ASSIGNMENT 1 |
Using the Illinois gaming article, answer each question on its own line:
(a) How many days did the shutdown of Illinois' gaming industry last?
(b) In which city is Aristocrat's American headquarters?
(c) How many video gaming terminal locations does Illinois have?
ASSIGNMENT 2 |
Extend the Illinois gaming article beyond its last sentence.

EXTRACT |
────────────────
Aristocrat Technologies was a day away from launching its first batch of new slot machines designed for the booming Illinois video gaming terminal market when the state became the first in the U.S. to shut down its gaming industry in response to the growing coronavirus pandemic.
Kurt Gissane, Aristocrat’s vice president of sales for North America, said the company wasn’t discouraged, even with the closure of Illinois’ 10 riverboat casinos and the statewide video gaming market, a shutdown which wound up lasting 106 days.
“We were going to flip the switch and go live the next day,” Gissane said, recalling the moment the order came down. “It actually gave us more time to build our gaming terminal strategy and be ready for a stronger opening.”
Aristocrat announced last week that it has installed more than 300 machines in Illinois video gaming terminal locations. Each machine contains eight game choices, including the company’s trademark Buffalo product.
Having provided slot machines to Illinois’ riverboat casino industry for years, Gissane said the Australia-based Aristocrat – which has its American headquarters in Las Vegas – has gained a strong understanding of the state’s gaming landscape.
Last year, Illinois passed gaming expansion legislation that allowed video gaming locations to add one additional slot machine, growing from five games to six. The bill also allowed six new casinos – including one in Chicago – several additional slot machines for the existing riverboats, and two slot machine-only operations at Chicago’s two airports, Midway and O’Hare.
Gissane said the additional video gaming terminals gave Aristocrat the opening to develop games specific to Illinois.
The video gaming terminal market in Illinois is one of the nation’s largest, with 7,137 locations around the state – although none, currently, in the city of Chicago – with a combined 35,680 games. The locations include bars, taverns, restaurants, convenience stores, fraternal lodges, gas stations, and truck stops – anywhere with a liquor license.
────────────────
DATA BELOW |

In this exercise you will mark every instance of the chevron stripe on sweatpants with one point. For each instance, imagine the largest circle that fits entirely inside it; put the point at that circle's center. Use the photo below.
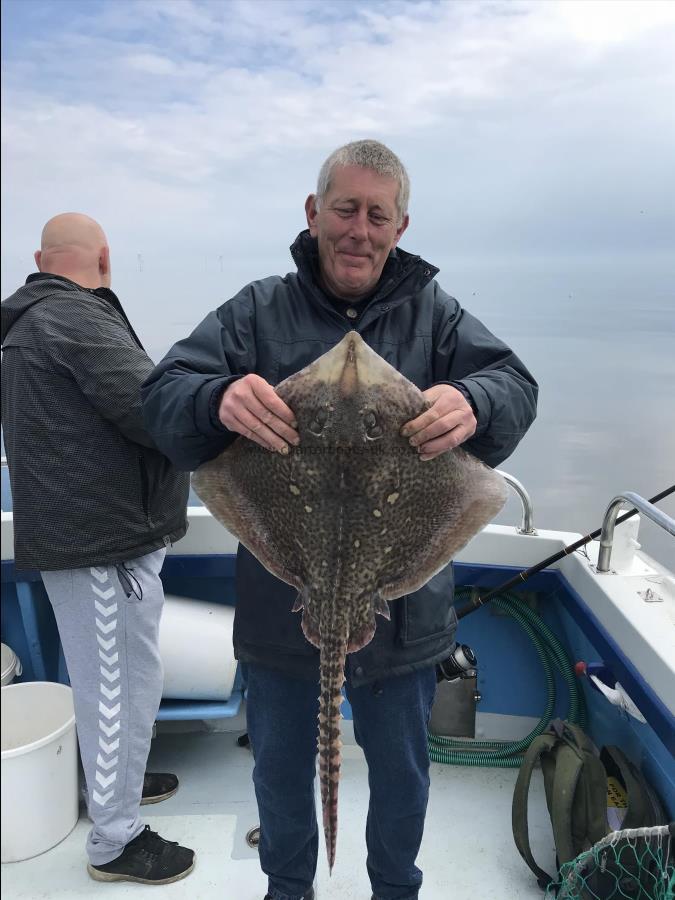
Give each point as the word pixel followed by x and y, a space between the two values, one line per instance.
pixel 108 622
────────────────
TASK ANSWER 1 |
(a) 106 days
(b) Las Vegas
(c) 7,137

TASK ANSWER 2 |
In 2019, video gaming terminals accounted for $1.677 billion in revenues, having grown from $12.3 million when the activity was legalized in 2012. At the same time, revenue from Illinois’ nineteen casinos have declined more than 17%, from $1.638 billion in 2012 to $1.354 billion last year.
In July – the first month Illinois gaming was back in business – gamblers wagered more than $2 billion on video slots, resulting in $634.6 million in gaming revenues.
Gissane believes Aristocrat’s games have attracted a following on the riverboat casinos that will be replicated in the video gaming market. He said it was part of Aristocrat’s “deliberate strategy of continued investment to grow our company and our reach as we explore markets adjacent to our (casino slot machines) business.”
He said Aristocrat is working with all the major video gaming machine distributors in Illinois.
“When we challenged (the design team) with the task of taking eight of our most popular titles and creating new gaming experiences to meet Illinois’ VGT guidelines, the team responded with an exciting new game suite,” Gissane said.
Aristocrat provides machines to the video gaming market in Oregon and the video lottery terminal business in Canada.
Aristocrat and other slot machine providers unveiled upgraded bar top slot machine products at the 2019 Global Gaming Expo that are used in many restricted gaming locations, such as Nevada. But Gissane said none of the bar top machines are used in Illinois.
Eight other states have legal video gaming terminals or slot machines routes, including Louisiana, Nevada, and Oregon. The activity is also legal in Montana, West Virginia, Pennsylvania, and Georgia, which operates under a non-traditional semi-cashless approach. Missouri, Mississippi, and Indiana have been exploring legalization.